- Brief:
Identify each line in the items below that contains the string "white" and copy those lines. Matches are case-sensitive.

-- start of Listed entries --

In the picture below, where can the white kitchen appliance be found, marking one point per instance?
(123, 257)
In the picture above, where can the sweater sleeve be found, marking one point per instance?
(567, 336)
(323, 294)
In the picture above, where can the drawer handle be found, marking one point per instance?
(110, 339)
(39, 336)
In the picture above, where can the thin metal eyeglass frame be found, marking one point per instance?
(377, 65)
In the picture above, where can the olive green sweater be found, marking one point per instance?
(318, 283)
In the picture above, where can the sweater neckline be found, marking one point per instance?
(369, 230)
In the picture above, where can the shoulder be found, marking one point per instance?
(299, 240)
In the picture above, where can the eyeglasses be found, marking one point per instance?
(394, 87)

-- end of Listed entries --
-- start of Listed entries --

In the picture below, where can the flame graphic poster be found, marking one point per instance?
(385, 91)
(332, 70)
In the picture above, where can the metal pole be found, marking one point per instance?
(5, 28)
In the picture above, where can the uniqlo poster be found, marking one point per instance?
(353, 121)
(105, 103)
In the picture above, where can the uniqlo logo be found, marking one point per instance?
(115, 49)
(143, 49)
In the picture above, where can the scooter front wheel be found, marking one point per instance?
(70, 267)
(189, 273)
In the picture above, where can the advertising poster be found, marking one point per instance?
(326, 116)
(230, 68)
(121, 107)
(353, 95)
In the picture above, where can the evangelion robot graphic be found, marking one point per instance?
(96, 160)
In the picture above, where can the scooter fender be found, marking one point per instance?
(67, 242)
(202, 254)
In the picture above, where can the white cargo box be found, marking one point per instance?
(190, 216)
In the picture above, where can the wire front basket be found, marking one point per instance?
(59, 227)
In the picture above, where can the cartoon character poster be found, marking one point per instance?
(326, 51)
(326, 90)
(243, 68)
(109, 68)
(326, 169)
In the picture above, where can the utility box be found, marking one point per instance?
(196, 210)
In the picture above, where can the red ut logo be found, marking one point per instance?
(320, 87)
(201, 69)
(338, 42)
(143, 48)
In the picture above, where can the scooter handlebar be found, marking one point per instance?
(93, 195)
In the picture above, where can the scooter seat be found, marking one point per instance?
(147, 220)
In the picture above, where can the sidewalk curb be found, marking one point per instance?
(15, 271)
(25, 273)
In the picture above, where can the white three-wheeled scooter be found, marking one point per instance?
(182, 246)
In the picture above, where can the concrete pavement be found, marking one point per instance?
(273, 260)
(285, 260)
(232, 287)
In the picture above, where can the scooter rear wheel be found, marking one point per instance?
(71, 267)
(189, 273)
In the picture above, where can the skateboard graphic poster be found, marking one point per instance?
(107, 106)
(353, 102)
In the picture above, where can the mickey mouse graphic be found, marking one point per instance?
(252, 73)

-- end of Listed entries --
-- start of Listed entries --

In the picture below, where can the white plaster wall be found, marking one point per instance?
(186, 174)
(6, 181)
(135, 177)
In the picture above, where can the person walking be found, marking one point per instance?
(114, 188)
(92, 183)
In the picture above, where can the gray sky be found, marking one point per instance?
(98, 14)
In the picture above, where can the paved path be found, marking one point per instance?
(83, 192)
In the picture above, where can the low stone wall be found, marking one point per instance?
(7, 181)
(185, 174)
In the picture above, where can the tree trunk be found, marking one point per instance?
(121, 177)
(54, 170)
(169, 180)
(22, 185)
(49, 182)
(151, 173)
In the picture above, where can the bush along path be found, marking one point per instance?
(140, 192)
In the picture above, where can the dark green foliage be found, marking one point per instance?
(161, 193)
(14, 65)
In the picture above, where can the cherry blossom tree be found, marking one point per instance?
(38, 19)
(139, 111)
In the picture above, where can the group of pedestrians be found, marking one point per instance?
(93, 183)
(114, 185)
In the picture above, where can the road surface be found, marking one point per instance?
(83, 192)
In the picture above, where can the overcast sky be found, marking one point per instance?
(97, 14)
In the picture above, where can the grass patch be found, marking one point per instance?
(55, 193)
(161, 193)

-- end of Listed entries --

- Answer for the task:
In the picture below, where can the white kitchen appliance be found, marking one point per instance?
In the picture above, where can the white cargo box be found, marking one point per instance?
In the picture above, where can the white three-wheeled scooter be found, marking one point per instance?
In the picture below, where can the white plaster wall be found, marking one point per instance?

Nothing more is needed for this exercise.